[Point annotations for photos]
★ ★ ★ ★ ★ ★ ★

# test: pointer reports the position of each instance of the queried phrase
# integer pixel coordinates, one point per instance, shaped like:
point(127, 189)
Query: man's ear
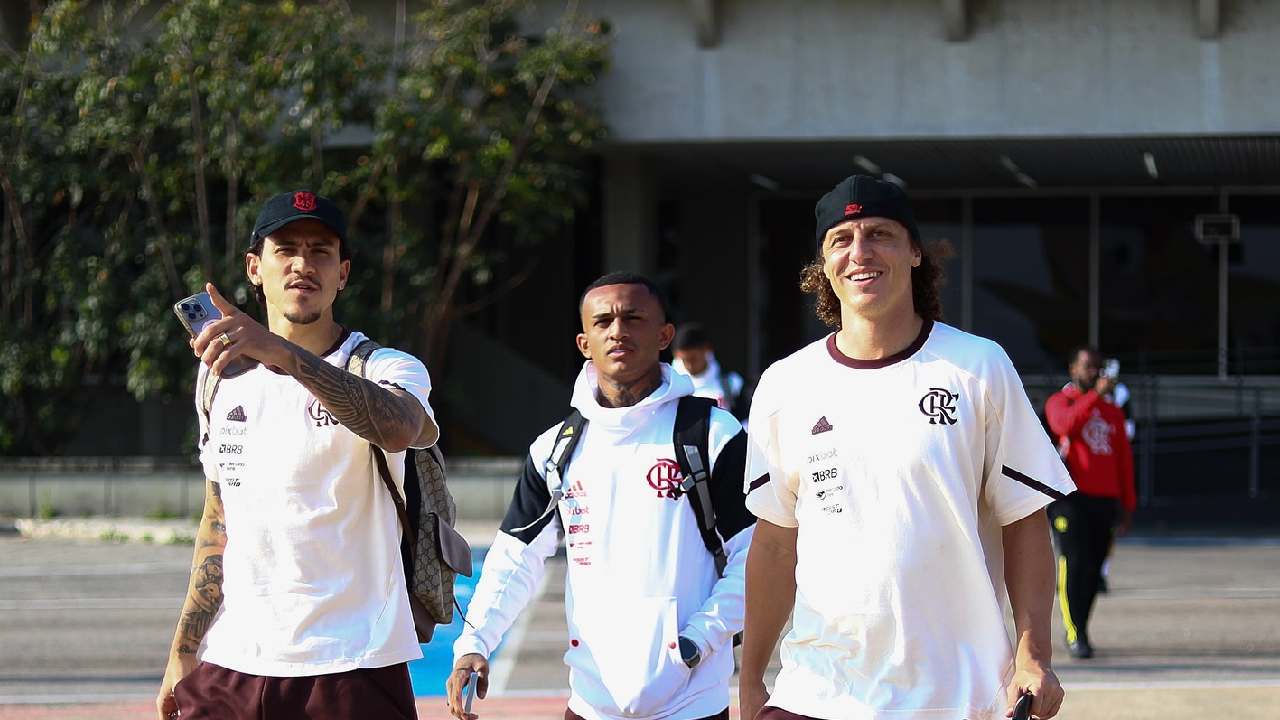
point(343, 273)
point(252, 264)
point(666, 336)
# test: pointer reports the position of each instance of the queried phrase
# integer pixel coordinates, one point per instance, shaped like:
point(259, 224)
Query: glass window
point(1159, 286)
point(942, 220)
point(1031, 270)
point(1253, 286)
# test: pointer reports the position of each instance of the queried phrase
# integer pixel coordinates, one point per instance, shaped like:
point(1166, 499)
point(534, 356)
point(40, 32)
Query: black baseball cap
point(864, 196)
point(297, 205)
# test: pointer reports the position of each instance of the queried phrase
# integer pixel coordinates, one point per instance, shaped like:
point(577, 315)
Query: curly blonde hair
point(927, 281)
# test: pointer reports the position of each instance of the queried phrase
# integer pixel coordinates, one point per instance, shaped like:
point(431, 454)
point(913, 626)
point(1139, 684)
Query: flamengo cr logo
point(305, 201)
point(664, 477)
point(940, 406)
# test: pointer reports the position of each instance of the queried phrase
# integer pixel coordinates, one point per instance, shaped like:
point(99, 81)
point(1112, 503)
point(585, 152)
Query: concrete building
point(1105, 172)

★ ★ ★ ★ ★ ★ ★

__Task objective__
Rescale all the entries above and write them out again in full, requests included. Multiply every coordinate in the answer points by 1.35 and round to whole numbers, with halves rounded up, leaving the sample points in the requests unchanged and leaving the pictures out.

__Solution__
# test: pointer reports the position of each instance of the queried phrase
# integer pixel coordinates, one point per instance, shaped like:
point(127, 189)
Query: man's ear
point(463, 369)
point(340, 356)
point(899, 454)
# test: pointer reports the position of each instance of the queried phrase
# integer pixel coordinates, one point per instance, shaped like:
point(259, 224)
Query: glass window
point(1565, 386)
point(1272, 297)
point(1392, 365)
point(1692, 386)
# test: pointer reports the position of each instance of the queried phrase
# integer pixel coordinates, one point per instance, shaped like:
point(1166, 499)
point(534, 356)
point(40, 32)
Query: black baseball cap
point(1166, 265)
point(401, 277)
# test: pointer reports the position of each instance of the queried phrase
# integer pixel coordinates, one point per instance, shaped like:
point(577, 315)
Query: curly blonde hair
point(1251, 379)
# test: pointer reports the position of each instance of the queried phrase
# integer pixel coordinates, one point per instance, shaped like:
point(431, 454)
point(913, 626)
point(1139, 684)
Query: flamengo cr logo
point(412, 271)
point(896, 644)
point(1269, 548)
# test: pointer reports the position of each instance of the queried phrase
# integer pixel coordinates, one point per instance, shaped like:
point(99, 81)
point(1112, 503)
point(585, 152)
Query: concrete building
point(1492, 232)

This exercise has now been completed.